*TEXTE FOURNI*:
>>

Enterrement de vie de jeune fille - Idées

Si vous croisez un défilé de femmes déguisées en bonbons géants ou en Bécassine sautant au cou des messieurs, n'ayez pas peur, il s'agit d'un enterrement de vie de jeune fille. En principe, la bande de copines hilares n'est pas bien loin. Après une apparition timide en France dans les années 80, l'enterrement de vie de jeune fille ( EVJF, pour les initiés) a explosé. « Depuis deux ans, en plus des vendredis et des samedis, nous devons aussi réserver les jeudis soir pour ces fêtes entre filles », raconte Philippe Limoges, gérant du Bon Aloi, cabaret-karaoké parisien spécialiste des EVJF depuis dix-huit ans. Sa clientèle, hier majoritairement composée de jeunes femmes BCBG, s'est largement diversifiée ces quatre dernières années, et la saison des EVJF s'ouvrirait de plus en plus tôt : « Nous sommes complets non plus de mai à septembre, mais d'avril à octobre. »

<<

*ENTRÉES*:
>>

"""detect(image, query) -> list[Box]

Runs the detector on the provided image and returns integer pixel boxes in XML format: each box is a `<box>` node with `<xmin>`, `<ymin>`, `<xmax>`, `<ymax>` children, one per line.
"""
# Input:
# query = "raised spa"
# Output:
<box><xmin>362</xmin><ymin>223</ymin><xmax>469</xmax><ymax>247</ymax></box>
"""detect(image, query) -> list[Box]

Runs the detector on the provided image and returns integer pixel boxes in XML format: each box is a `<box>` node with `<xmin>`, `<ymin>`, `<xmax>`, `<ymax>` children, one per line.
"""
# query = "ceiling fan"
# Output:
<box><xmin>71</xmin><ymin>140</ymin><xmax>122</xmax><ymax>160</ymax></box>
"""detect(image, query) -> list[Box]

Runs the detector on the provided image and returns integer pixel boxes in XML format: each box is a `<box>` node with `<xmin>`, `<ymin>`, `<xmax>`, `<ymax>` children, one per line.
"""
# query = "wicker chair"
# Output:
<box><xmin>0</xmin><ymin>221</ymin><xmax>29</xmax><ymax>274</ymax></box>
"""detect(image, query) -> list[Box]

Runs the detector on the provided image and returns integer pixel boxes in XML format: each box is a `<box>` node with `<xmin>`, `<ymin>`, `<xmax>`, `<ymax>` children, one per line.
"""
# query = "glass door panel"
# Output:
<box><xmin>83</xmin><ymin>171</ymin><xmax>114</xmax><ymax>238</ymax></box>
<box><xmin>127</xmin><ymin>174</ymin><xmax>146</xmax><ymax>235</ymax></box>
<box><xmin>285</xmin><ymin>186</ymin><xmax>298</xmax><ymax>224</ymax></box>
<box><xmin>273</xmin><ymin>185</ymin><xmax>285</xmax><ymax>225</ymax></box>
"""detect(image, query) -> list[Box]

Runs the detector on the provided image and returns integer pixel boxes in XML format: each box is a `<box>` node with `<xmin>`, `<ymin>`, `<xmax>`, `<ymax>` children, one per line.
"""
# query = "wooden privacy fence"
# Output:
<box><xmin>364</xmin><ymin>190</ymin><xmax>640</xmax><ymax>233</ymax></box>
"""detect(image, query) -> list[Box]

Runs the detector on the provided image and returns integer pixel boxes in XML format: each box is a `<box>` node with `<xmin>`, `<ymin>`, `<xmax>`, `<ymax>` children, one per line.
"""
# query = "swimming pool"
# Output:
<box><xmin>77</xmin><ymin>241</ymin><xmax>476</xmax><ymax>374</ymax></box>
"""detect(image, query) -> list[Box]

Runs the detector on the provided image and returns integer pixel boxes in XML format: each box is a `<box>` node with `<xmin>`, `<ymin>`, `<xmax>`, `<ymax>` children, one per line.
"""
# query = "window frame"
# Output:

<<

Écrivez la suite du texte sur l'enterrement de vie de jeune fille, en reprenant juste après sa dernière phrase.

*RÉPONSE*:
Hier réservé aux garçons, l'enterrement de sa vie de célibataire est donc devenu une habitude féminine. « Depuis la libération sexuelle, les femmes ne sont plus censées se marier vierges. En enterrant leur vie de jeune fille, elles célèbrent elles aussi la fin du vagabondage amoureux, qu'il soit réel ou virtuel », explique Martine Segalen*, sociologue spécialiste de la famille et professeur à l'université Paris X. Et ce même si la future mariée partage la vie et le toit de son promis depuis plusieurs années !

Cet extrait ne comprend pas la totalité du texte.